Dampak Negatif Budaya Asing Terhadap Budaya Lokal di Indonesia

Ilustrasi
Ilustrasi

Dalam kehidupan setiap manusia saat ini, tentu manusia mengetahui apa yang dinamakan dengan budaya. Bahkan manusia tidak dapat terlepas dari namanya budaya. Dalam artian bahwa manusia selalu terlahir dalam konteks kebudayaan. Budaya merupakan suatu estetika yang dimiliki oleh setiap masyarakat atau setiap pribadi manusia.

Munculnya budaya dapat dilihat dari setiap keragaman yang dimiliki masyarakat atau tiap pribadi manusia tersebut. Manusia lahir dalam kebudayaan, kebudayaan itu ada sejak manusia itu pula ada. Maka, dengan sendirinya manusialah yang menciptakan budaya itu sendiri. Bilamana manusia yang menciptakan budaya itu sendiri, maka manusialah yang harus bertanggungjawab atas apa yang telah mereka lahirkan atau munculkan itu.

_____

### Sasaran Tugas:
1. Tampilkan tanpa perubahan bagian artikel tentang dampak budaya asing dari "Munculnya budaya dapat" sampai "atau munculkan itu.".
2. Dari artikel tentang dampak budaya asing, tuliskan satu per satu semua kalimat dalam paragraf yang dimulai dengan kata "Munculnya budaya".

_____

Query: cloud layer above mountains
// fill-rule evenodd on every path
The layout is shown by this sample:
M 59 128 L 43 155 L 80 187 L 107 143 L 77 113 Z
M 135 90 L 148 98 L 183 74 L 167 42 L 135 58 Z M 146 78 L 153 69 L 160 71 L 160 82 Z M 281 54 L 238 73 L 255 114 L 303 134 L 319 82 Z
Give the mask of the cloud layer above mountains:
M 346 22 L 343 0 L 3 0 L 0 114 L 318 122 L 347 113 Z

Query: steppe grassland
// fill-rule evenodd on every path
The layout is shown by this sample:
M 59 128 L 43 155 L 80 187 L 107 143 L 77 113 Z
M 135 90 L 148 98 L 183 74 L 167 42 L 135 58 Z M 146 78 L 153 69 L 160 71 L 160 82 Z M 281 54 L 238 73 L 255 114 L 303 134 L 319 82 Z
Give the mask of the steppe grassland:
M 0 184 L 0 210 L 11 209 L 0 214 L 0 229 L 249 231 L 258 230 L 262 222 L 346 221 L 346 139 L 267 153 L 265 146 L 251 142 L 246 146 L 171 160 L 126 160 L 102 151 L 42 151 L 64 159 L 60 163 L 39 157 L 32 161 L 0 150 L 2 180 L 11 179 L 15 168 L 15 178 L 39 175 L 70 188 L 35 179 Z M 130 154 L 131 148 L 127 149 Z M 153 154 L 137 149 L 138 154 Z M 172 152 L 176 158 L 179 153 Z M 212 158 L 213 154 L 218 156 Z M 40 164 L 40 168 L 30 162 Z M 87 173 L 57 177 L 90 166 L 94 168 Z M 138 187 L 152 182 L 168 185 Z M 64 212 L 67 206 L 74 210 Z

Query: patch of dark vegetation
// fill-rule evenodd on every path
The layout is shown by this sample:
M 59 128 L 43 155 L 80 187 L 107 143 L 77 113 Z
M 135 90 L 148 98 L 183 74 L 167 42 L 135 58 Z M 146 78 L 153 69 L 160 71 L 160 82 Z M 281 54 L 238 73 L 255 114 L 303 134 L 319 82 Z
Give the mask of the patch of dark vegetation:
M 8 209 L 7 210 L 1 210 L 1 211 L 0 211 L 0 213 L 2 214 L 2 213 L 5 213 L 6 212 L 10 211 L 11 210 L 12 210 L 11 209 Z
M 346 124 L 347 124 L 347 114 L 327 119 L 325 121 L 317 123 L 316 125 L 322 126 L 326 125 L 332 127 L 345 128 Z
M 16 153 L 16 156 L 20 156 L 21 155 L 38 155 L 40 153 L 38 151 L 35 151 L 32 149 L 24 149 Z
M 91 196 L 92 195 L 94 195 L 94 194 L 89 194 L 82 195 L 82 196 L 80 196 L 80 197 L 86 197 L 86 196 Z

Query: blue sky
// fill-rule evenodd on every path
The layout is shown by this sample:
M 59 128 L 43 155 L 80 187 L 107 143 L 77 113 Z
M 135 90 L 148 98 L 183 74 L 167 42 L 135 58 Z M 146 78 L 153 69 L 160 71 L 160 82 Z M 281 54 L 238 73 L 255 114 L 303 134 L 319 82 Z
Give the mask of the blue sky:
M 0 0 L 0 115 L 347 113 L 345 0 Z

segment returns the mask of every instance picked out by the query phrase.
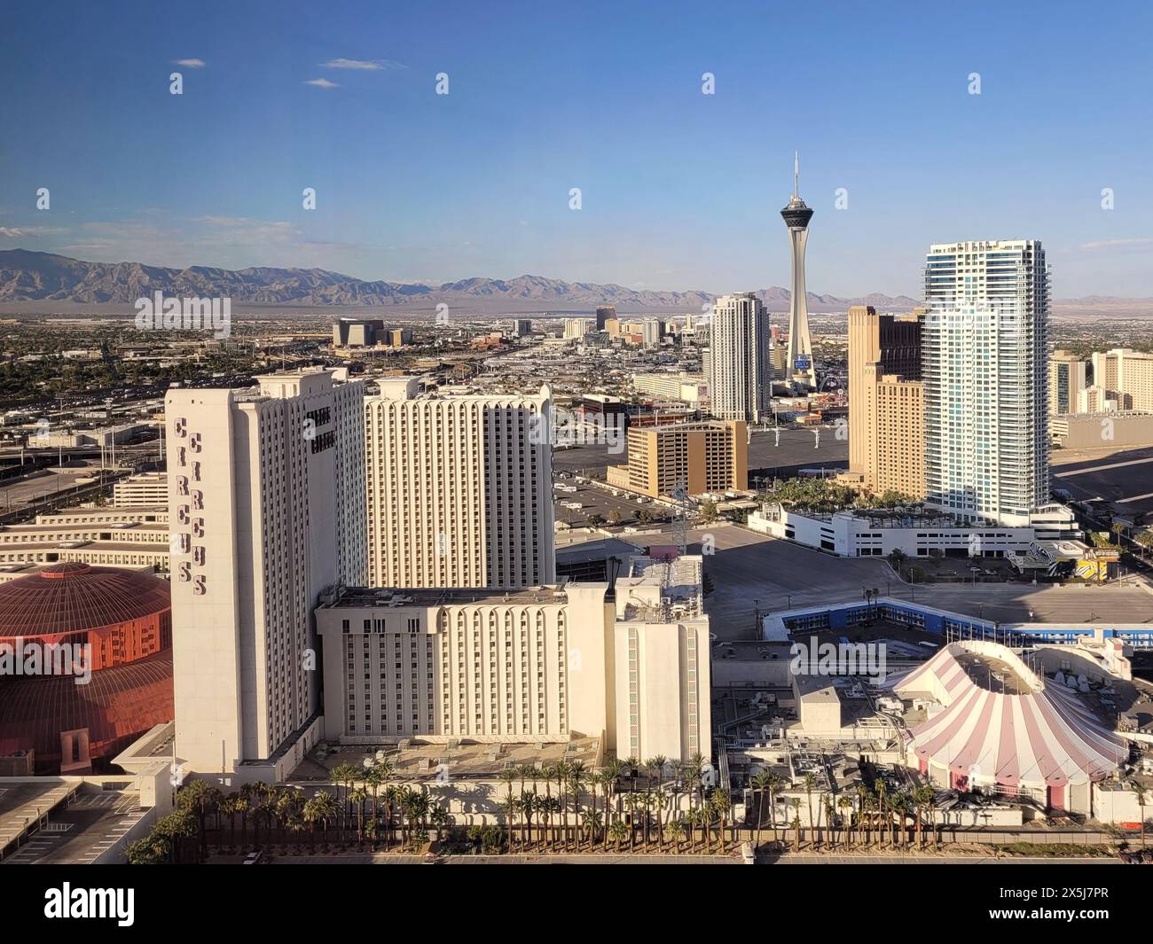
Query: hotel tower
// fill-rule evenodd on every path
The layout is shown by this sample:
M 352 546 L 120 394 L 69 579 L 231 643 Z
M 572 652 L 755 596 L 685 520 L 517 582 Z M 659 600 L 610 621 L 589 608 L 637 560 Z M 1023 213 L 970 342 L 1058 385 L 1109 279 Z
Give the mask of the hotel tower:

_____

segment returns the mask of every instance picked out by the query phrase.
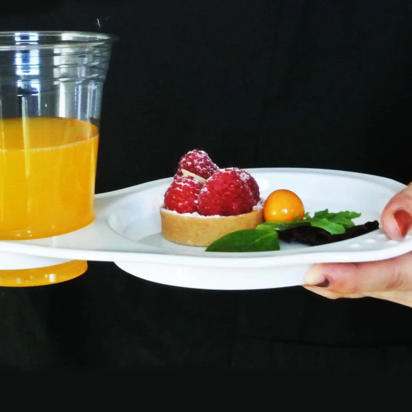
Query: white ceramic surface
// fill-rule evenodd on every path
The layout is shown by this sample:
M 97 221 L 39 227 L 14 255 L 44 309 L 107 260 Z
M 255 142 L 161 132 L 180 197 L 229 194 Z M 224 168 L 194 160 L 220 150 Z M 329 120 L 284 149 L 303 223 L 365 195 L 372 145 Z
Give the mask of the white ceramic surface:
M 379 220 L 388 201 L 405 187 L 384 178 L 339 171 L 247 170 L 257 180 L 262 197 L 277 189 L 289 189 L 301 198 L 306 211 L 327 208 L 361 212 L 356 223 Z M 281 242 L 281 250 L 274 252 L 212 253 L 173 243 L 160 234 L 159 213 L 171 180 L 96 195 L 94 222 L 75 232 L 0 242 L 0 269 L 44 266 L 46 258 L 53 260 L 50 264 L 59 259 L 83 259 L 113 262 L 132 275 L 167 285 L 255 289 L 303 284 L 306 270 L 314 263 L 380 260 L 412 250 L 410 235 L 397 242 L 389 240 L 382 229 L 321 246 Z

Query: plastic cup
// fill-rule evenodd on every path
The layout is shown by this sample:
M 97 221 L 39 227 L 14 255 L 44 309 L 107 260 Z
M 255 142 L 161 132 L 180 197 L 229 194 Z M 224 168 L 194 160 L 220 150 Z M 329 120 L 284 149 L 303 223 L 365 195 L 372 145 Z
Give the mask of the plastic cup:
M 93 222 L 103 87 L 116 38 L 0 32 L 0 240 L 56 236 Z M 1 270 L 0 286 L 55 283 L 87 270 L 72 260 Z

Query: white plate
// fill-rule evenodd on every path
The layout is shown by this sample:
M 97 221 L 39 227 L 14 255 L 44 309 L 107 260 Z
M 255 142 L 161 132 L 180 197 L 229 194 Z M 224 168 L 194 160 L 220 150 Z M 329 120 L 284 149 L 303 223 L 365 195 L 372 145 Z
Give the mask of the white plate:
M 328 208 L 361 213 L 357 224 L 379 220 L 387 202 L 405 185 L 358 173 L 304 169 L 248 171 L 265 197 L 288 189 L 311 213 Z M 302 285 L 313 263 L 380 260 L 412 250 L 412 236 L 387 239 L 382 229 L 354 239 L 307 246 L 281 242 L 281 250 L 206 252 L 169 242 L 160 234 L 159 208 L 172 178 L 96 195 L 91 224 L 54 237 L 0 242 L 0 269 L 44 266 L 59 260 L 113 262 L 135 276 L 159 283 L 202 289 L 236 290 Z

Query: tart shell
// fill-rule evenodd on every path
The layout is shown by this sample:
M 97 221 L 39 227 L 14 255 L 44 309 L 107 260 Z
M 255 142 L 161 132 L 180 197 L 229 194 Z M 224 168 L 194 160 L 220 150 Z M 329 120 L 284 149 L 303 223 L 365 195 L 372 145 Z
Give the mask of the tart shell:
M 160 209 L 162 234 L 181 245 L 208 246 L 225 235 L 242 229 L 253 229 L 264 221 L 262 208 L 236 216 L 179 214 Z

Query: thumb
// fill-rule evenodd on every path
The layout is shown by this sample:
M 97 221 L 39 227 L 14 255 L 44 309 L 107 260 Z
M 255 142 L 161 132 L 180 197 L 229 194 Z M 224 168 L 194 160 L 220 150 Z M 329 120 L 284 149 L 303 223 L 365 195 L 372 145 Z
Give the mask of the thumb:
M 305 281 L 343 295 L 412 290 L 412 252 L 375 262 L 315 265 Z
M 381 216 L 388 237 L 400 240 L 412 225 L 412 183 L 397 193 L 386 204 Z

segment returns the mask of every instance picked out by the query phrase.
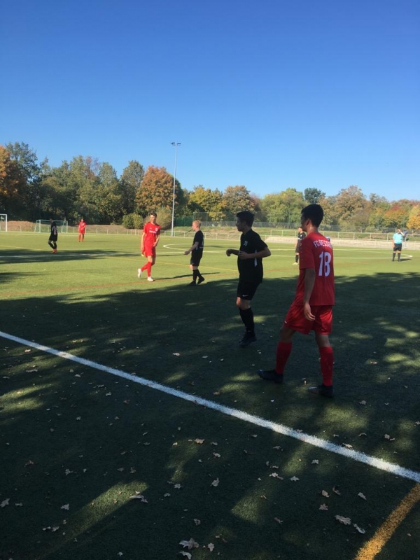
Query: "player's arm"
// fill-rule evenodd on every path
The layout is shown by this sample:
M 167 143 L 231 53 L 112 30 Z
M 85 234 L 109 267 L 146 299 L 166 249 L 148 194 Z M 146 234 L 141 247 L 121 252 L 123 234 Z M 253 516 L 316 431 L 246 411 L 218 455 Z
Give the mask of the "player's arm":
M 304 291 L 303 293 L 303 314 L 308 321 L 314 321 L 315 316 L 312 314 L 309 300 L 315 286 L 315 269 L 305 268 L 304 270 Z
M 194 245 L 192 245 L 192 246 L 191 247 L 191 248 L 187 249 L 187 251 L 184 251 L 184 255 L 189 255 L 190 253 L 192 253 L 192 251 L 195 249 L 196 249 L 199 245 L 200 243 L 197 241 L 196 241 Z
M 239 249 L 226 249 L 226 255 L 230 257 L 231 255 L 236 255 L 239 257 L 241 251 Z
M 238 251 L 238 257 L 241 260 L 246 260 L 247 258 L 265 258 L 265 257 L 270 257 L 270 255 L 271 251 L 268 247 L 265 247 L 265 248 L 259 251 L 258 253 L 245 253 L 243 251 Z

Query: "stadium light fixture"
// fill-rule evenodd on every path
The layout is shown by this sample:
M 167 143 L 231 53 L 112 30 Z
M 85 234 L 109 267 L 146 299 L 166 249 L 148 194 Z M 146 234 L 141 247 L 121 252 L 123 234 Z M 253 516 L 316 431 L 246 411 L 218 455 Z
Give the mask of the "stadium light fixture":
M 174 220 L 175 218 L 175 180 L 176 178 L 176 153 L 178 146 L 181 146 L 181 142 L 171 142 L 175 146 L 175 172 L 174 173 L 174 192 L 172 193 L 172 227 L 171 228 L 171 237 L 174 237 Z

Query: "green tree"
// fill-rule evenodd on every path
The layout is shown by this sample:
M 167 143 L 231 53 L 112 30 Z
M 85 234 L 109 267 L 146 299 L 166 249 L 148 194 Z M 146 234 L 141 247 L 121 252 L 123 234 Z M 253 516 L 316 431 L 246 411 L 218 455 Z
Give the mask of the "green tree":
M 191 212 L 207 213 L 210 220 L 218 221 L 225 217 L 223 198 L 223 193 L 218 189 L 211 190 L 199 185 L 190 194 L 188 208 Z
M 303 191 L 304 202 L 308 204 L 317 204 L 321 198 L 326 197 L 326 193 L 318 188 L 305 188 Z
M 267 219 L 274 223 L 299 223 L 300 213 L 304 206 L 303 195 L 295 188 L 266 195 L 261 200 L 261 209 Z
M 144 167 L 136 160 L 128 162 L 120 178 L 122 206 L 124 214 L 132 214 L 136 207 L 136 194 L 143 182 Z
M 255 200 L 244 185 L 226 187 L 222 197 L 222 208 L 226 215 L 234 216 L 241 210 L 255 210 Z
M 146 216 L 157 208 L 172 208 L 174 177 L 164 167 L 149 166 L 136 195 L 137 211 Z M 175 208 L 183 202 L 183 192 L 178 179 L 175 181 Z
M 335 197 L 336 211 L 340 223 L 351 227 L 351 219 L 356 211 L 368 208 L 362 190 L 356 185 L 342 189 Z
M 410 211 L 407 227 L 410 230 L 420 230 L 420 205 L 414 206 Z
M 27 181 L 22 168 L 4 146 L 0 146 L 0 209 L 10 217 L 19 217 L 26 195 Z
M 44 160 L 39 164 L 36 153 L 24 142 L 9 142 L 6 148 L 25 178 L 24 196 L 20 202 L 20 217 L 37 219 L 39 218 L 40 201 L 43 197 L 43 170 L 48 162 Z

_____

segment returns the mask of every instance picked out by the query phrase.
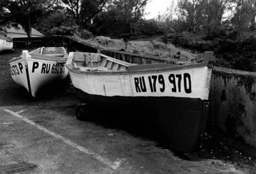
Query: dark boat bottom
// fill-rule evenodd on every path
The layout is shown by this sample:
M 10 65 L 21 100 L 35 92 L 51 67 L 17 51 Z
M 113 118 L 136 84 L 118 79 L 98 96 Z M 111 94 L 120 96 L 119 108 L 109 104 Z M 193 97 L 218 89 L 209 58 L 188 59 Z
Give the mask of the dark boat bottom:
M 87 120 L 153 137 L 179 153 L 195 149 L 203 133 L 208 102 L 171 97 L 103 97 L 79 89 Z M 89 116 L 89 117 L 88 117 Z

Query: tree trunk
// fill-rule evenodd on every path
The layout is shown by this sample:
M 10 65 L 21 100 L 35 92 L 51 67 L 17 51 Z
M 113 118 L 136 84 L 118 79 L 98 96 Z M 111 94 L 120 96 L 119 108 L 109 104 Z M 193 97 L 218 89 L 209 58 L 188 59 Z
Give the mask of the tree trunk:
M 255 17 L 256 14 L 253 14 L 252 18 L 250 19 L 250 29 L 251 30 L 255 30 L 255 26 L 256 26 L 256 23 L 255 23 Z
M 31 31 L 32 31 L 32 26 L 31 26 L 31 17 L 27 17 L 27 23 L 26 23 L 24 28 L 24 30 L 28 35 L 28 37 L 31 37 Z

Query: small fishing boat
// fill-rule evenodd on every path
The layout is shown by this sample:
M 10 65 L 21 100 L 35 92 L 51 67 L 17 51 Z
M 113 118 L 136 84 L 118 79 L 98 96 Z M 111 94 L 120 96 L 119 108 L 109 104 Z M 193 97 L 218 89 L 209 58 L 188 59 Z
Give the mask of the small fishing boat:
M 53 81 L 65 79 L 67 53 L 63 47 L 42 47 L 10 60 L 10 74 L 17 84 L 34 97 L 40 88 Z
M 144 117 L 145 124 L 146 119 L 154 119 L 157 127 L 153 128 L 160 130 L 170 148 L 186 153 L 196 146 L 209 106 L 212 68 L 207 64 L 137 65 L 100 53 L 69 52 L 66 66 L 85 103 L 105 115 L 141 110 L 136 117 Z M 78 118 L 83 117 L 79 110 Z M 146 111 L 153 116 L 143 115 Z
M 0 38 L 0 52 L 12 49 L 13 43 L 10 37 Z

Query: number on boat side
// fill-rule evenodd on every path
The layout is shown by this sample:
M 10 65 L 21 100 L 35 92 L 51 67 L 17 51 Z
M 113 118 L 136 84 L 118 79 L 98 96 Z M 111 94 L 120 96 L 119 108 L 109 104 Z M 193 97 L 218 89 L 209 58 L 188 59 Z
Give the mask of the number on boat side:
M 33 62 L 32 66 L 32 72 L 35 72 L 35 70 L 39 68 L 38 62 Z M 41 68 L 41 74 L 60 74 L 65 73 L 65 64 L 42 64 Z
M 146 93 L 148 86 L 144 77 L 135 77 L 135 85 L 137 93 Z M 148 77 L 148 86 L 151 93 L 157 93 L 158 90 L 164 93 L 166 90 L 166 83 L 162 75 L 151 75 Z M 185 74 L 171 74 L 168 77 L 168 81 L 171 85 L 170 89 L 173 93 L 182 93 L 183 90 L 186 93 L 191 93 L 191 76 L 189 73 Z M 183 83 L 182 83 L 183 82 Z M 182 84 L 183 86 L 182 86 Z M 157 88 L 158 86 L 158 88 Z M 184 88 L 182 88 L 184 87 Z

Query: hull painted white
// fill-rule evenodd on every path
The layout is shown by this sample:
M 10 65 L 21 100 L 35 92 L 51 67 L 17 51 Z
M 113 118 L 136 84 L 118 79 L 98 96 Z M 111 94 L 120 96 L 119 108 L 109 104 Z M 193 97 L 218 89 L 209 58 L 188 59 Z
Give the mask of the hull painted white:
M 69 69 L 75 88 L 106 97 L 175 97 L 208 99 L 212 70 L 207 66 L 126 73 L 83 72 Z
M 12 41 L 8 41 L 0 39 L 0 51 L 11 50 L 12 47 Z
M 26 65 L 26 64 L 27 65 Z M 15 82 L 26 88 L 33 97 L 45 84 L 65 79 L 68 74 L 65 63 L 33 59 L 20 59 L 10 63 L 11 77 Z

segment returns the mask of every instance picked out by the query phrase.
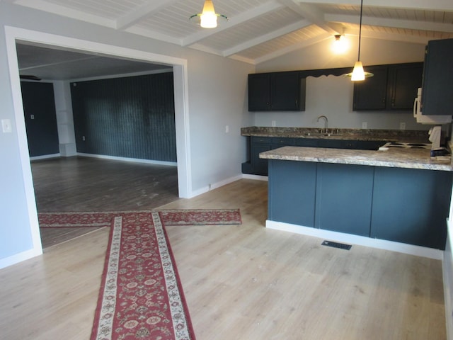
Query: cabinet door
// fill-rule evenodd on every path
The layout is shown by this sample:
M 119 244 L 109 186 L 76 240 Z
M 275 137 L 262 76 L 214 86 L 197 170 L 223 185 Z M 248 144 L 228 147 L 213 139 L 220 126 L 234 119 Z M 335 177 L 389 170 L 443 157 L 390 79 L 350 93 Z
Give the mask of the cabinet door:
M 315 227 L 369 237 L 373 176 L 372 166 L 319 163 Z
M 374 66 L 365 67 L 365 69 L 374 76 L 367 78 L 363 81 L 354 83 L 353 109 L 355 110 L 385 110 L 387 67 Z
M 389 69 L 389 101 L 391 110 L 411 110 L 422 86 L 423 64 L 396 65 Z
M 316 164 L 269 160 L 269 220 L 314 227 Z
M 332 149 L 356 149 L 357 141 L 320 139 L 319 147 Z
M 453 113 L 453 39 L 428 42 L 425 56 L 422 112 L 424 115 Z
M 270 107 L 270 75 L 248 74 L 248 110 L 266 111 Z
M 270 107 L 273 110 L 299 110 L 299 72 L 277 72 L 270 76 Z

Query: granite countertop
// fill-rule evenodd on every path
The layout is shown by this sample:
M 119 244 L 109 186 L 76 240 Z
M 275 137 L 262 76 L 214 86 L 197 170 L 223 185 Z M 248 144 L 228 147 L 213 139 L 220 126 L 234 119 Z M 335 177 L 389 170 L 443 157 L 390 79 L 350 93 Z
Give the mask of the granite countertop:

_____

### Jawaban Setiap Tugas:
1.
Munculnya budaya dapat dilihat dari setiap keragaman yang dimiliki masyarakat atau tiap pribadi manusia tersebut. Manusia lahir dalam kebudayaan, kebudayaan itu ada sejak manusia itu pula ada. Maka, dengan sendirinya manusialah yang menciptakan budaya itu sendiri. Bilamana manusia yang menciptakan budaya itu sendiri, maka manusialah yang harus bertanggungjawab atas apa yang telah mereka lahirkan atau munculkan itu.

2.
1. Munculnya budaya dapat dilihat dari setiap keragaman yang dimiliki masyarakat atau tiap pribadi manusia tersebut.
2. Manusia lahir dalam kebudayaan, kebudayaan itu ada sejak manusia itu pula ada.
3. Maka, dengan sendirinya manusialah yang menciptakan budaya itu sendiri.
4. Bilamana manusia yang menciptakan budaya itu sendiri, maka manusialah yang harus bertanggungjawab atas apa yang telah mereka lahirkan atau munculkan itu.